Can you retype the listing below word for word, starting with the line that contains "of the green" and going on through the end of the listing?

[Photo object pointing listing]
** start **

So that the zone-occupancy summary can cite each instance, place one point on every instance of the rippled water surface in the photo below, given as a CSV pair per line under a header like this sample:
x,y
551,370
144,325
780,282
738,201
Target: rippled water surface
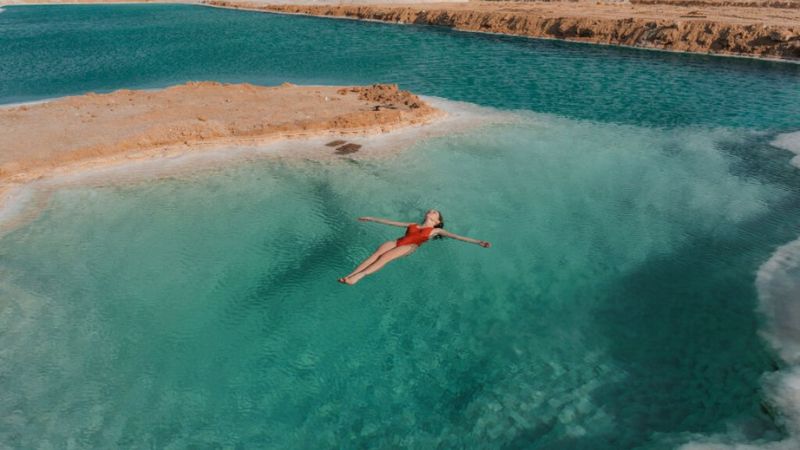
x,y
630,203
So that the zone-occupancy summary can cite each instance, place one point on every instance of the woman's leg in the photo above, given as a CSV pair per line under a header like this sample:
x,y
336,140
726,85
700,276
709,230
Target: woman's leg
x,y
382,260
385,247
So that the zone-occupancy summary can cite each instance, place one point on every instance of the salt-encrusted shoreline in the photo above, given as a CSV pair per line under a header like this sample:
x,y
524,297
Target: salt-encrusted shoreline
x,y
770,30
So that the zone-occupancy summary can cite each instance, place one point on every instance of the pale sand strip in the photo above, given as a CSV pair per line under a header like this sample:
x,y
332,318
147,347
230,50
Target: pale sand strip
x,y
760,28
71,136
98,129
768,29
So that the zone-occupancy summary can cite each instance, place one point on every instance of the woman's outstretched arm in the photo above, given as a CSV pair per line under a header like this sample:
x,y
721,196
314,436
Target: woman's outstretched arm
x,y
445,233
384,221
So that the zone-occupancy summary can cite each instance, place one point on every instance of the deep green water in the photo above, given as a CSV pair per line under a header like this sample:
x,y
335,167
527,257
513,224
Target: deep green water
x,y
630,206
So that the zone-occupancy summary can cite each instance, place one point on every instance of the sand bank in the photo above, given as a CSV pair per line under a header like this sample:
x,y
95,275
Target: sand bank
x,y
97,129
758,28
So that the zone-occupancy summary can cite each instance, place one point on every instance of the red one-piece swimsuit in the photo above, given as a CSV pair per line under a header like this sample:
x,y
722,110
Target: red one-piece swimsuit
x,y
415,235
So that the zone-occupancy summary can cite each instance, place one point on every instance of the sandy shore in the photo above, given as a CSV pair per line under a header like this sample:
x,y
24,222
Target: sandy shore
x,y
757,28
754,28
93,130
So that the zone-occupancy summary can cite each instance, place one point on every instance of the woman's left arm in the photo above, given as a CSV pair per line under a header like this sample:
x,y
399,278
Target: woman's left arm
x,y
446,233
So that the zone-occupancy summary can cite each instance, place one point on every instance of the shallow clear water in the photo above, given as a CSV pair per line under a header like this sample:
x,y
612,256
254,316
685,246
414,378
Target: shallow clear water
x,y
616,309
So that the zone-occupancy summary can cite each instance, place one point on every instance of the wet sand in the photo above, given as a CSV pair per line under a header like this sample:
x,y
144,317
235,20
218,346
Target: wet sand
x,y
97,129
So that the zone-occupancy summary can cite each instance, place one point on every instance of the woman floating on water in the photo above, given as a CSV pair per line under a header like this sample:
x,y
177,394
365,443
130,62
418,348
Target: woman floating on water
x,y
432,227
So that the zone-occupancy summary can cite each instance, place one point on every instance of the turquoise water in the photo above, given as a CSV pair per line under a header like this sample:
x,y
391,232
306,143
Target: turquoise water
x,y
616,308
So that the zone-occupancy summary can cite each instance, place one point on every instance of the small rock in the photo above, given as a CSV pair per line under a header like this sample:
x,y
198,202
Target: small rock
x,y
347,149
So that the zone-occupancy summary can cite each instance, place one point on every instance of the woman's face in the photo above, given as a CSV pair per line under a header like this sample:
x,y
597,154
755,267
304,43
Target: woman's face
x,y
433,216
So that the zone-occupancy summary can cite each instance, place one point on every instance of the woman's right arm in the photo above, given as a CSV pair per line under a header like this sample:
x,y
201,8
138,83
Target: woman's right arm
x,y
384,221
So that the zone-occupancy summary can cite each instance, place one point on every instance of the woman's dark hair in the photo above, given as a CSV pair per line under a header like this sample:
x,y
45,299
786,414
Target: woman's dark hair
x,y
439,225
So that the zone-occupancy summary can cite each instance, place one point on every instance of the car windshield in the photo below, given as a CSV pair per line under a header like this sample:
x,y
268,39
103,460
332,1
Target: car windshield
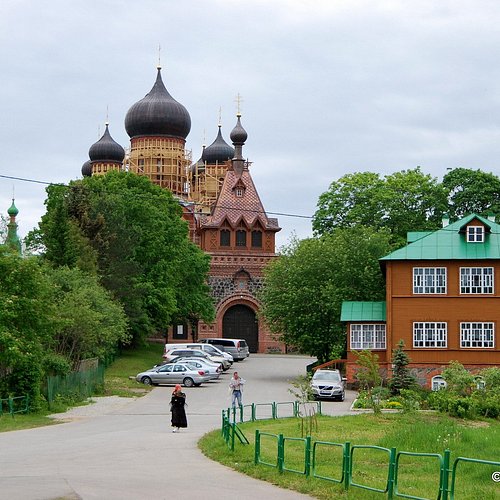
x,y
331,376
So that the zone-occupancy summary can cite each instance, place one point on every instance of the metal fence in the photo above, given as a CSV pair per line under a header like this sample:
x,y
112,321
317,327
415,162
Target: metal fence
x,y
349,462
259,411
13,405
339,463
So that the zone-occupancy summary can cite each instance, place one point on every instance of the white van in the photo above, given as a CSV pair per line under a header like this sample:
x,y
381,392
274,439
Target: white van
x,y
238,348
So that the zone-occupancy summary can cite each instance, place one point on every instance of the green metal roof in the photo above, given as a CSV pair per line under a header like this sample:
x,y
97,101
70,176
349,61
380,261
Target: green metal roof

** end **

#### EXPECTED OUTPUT:
So that the zone-occupancy summary can cite each instance, place one point on every instance of the green metal roof in the photo above, given as a CSV pair per line under a header like this sample:
x,y
97,101
70,176
349,61
380,261
Target: green metal roof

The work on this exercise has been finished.